§ Data for review
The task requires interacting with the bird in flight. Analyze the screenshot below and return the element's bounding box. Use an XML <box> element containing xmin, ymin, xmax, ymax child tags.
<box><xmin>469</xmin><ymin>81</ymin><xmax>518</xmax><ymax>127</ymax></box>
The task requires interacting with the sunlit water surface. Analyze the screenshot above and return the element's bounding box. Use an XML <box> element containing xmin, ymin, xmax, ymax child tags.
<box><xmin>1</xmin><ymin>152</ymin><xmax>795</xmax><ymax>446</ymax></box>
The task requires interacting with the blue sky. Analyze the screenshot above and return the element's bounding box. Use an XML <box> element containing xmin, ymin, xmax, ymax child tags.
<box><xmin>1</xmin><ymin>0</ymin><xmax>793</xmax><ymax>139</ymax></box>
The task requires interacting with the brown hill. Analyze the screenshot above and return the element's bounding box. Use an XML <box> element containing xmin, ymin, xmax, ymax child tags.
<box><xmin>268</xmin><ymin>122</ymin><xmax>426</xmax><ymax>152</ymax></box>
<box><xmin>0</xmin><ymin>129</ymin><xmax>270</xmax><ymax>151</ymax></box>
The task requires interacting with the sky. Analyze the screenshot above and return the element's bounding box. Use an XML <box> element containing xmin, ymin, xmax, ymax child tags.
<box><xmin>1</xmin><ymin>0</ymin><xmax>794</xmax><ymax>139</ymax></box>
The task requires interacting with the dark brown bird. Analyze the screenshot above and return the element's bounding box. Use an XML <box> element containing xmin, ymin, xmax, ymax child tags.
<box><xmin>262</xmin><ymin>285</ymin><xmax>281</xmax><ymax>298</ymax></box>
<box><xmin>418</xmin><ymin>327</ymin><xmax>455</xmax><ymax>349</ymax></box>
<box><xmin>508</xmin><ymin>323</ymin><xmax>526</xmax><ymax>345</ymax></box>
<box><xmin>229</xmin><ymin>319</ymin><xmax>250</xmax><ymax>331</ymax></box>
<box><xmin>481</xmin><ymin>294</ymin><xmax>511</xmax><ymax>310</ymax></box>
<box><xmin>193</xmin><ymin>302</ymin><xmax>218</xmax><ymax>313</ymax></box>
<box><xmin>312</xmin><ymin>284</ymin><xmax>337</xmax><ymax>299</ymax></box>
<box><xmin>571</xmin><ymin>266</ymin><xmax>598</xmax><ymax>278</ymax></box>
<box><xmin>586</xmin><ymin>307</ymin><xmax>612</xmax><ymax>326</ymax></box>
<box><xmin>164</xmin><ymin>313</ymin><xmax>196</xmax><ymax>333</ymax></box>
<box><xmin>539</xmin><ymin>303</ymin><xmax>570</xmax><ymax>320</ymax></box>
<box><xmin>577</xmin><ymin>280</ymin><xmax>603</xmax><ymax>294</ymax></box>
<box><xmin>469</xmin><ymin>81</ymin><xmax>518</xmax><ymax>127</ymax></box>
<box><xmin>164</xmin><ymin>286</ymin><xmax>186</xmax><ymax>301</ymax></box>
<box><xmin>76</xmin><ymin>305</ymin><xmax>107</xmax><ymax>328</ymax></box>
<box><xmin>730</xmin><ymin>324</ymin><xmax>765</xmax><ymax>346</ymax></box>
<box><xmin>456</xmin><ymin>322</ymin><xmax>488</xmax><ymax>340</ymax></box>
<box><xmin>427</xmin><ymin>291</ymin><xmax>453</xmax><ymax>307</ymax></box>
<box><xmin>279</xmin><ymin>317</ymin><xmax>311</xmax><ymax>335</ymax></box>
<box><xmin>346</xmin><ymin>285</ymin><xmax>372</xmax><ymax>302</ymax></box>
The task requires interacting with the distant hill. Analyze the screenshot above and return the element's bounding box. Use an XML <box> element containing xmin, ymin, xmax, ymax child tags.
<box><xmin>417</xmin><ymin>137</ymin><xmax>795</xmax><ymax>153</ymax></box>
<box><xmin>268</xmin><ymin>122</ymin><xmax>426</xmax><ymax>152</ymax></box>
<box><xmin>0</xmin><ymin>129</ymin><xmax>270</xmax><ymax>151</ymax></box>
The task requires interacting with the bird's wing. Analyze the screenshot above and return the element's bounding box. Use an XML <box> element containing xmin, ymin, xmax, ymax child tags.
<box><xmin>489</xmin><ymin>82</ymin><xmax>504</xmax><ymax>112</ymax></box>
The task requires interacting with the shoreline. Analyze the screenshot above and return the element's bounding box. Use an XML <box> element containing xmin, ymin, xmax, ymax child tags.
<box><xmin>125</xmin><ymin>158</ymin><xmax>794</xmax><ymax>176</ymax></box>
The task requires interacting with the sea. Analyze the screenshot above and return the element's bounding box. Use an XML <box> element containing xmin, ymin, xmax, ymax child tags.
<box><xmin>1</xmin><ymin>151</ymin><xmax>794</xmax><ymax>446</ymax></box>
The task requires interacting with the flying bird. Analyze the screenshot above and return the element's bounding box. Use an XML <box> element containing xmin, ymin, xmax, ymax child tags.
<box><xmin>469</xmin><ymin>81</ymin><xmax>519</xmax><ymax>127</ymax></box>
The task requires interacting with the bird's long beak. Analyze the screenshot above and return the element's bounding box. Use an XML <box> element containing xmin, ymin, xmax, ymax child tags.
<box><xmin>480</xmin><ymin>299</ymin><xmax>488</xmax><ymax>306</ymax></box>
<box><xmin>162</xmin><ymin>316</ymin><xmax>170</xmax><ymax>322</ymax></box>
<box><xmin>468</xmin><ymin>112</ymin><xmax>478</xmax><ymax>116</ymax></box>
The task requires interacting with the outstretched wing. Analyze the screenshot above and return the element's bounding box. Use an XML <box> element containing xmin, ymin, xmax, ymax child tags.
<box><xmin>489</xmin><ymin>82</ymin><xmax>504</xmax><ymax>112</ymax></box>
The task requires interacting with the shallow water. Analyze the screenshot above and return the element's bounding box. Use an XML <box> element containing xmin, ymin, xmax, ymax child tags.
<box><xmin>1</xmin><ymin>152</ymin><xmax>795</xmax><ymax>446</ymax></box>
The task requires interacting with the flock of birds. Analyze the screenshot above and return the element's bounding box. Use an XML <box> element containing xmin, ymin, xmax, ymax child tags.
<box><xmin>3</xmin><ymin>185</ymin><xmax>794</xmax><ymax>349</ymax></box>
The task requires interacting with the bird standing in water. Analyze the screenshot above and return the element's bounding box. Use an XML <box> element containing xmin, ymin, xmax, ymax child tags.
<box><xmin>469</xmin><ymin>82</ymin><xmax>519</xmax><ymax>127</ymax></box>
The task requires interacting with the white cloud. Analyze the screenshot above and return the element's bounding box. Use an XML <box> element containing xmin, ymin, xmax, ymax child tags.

§ Required action
Every record, from top to bottom, must be transcribed exactly.

§ Solution to the problem
The task requires interacting with the bird in flight. Analyze the screenshot below and return the element's bounding box. Use an XML <box> element containing xmin, ymin, xmax, ymax child tags.
<box><xmin>469</xmin><ymin>81</ymin><xmax>518</xmax><ymax>127</ymax></box>
The task requires interacting with the sunlit water surface. Analyze the screenshot above and return the element's bounding box. Use an XML <box> element containing xmin, ymin, xmax, ymax child tags.
<box><xmin>1</xmin><ymin>152</ymin><xmax>795</xmax><ymax>446</ymax></box>
The task requires interacting with the blue sky. Analyze the screenshot above and return the element's bounding box. Use an XML <box> element containing xmin, ymin, xmax, ymax child tags.
<box><xmin>1</xmin><ymin>0</ymin><xmax>793</xmax><ymax>139</ymax></box>
The task requires interacting with the brown hill. Analyze the screenshot above and return the element's bounding box. Use an XML <box> element containing xmin, ymin, xmax, ymax child tags.
<box><xmin>268</xmin><ymin>122</ymin><xmax>426</xmax><ymax>152</ymax></box>
<box><xmin>0</xmin><ymin>129</ymin><xmax>270</xmax><ymax>151</ymax></box>
The task requires interacting with the sky. Analyze the screenshot above and return the element's bounding box. Use an XML <box> element containing xmin, ymin, xmax, ymax child tags.
<box><xmin>1</xmin><ymin>0</ymin><xmax>794</xmax><ymax>139</ymax></box>
The task requires interacting with the dark brown bird. Analyze the screenshot above and return the element's bounding box. Use an XML <box> element containing xmin, ymin, xmax, ymax child tags.
<box><xmin>262</xmin><ymin>285</ymin><xmax>281</xmax><ymax>298</ymax></box>
<box><xmin>418</xmin><ymin>327</ymin><xmax>455</xmax><ymax>349</ymax></box>
<box><xmin>508</xmin><ymin>323</ymin><xmax>526</xmax><ymax>345</ymax></box>
<box><xmin>229</xmin><ymin>319</ymin><xmax>250</xmax><ymax>331</ymax></box>
<box><xmin>481</xmin><ymin>294</ymin><xmax>511</xmax><ymax>310</ymax></box>
<box><xmin>193</xmin><ymin>302</ymin><xmax>218</xmax><ymax>313</ymax></box>
<box><xmin>312</xmin><ymin>284</ymin><xmax>337</xmax><ymax>299</ymax></box>
<box><xmin>571</xmin><ymin>266</ymin><xmax>598</xmax><ymax>278</ymax></box>
<box><xmin>586</xmin><ymin>307</ymin><xmax>612</xmax><ymax>326</ymax></box>
<box><xmin>164</xmin><ymin>313</ymin><xmax>196</xmax><ymax>333</ymax></box>
<box><xmin>539</xmin><ymin>303</ymin><xmax>570</xmax><ymax>320</ymax></box>
<box><xmin>577</xmin><ymin>280</ymin><xmax>603</xmax><ymax>294</ymax></box>
<box><xmin>469</xmin><ymin>81</ymin><xmax>518</xmax><ymax>127</ymax></box>
<box><xmin>164</xmin><ymin>286</ymin><xmax>186</xmax><ymax>301</ymax></box>
<box><xmin>76</xmin><ymin>305</ymin><xmax>107</xmax><ymax>328</ymax></box>
<box><xmin>730</xmin><ymin>324</ymin><xmax>765</xmax><ymax>346</ymax></box>
<box><xmin>456</xmin><ymin>322</ymin><xmax>488</xmax><ymax>340</ymax></box>
<box><xmin>427</xmin><ymin>291</ymin><xmax>453</xmax><ymax>307</ymax></box>
<box><xmin>279</xmin><ymin>317</ymin><xmax>311</xmax><ymax>335</ymax></box>
<box><xmin>346</xmin><ymin>285</ymin><xmax>372</xmax><ymax>302</ymax></box>
The task requires interacting with the distant hill. Analyze the screenshot above and return the element's bounding box. Use an XML <box> element containing xmin, ymin, xmax, ymax child tags.
<box><xmin>417</xmin><ymin>137</ymin><xmax>795</xmax><ymax>153</ymax></box>
<box><xmin>268</xmin><ymin>122</ymin><xmax>426</xmax><ymax>152</ymax></box>
<box><xmin>0</xmin><ymin>129</ymin><xmax>270</xmax><ymax>151</ymax></box>
The task requires interacting with the bird's wing. Analyze the screenshot above and return the element's bounding box. Use an XML <box> element containing xmin, ymin, xmax, ymax child tags.
<box><xmin>489</xmin><ymin>82</ymin><xmax>504</xmax><ymax>112</ymax></box>
The task requires interacting with the shoreline. Analyze the screenshot above and return the element's bounding box. Use an XML <box> element containing xmin, ymin, xmax, ymax child tags.
<box><xmin>125</xmin><ymin>158</ymin><xmax>794</xmax><ymax>176</ymax></box>
The task requires interacting with the sea. Analyze the screenshot above and return the element's bounding box. Use an XML <box> element containing xmin, ymin, xmax, ymax child tags.
<box><xmin>1</xmin><ymin>151</ymin><xmax>794</xmax><ymax>446</ymax></box>
The task requires interacting with the flying bird. Analyze the screenshot above and return the element's bounding box. Use an XML <box> element containing xmin, ymin, xmax, ymax child tags.
<box><xmin>469</xmin><ymin>81</ymin><xmax>519</xmax><ymax>127</ymax></box>
The task requires interacting with the bird's long beak. Analyze the screenshot above and return the element's bounding box. Use an XML <box> element containing xmin, ymin, xmax, ymax child tags.
<box><xmin>480</xmin><ymin>299</ymin><xmax>488</xmax><ymax>306</ymax></box>
<box><xmin>162</xmin><ymin>316</ymin><xmax>170</xmax><ymax>322</ymax></box>
<box><xmin>468</xmin><ymin>112</ymin><xmax>478</xmax><ymax>116</ymax></box>
The task requires interacting with the outstretched wing. Analyze the screenshot above and return the element's bounding box. Use an XML <box> element containing xmin, ymin, xmax, ymax child tags.
<box><xmin>489</xmin><ymin>82</ymin><xmax>504</xmax><ymax>112</ymax></box>
The task requires interacting with the shallow water. Analyze the screenshot above and return the element's bounding box. Use an XML <box> element containing xmin, ymin, xmax, ymax child tags.
<box><xmin>1</xmin><ymin>152</ymin><xmax>795</xmax><ymax>446</ymax></box>
The task requires interacting with the flock of birds. Analyze the screenshot above and return the element's bounding box. Use an XML <box> element containing xmin, ymin, xmax, ymax child tags.
<box><xmin>3</xmin><ymin>185</ymin><xmax>794</xmax><ymax>349</ymax></box>
The task requires interacting with the bird standing in water. Analyze the screenshot above and return the element's bounding box. Use an XML <box> element containing xmin, ymin, xmax, ymax child tags.
<box><xmin>469</xmin><ymin>82</ymin><xmax>519</xmax><ymax>127</ymax></box>
The task requires interacting with the white cloud. Analyze the screenshot above and return the element's bounding box. Use an XML <box> element containing xmin, ymin, xmax, ymax child tags.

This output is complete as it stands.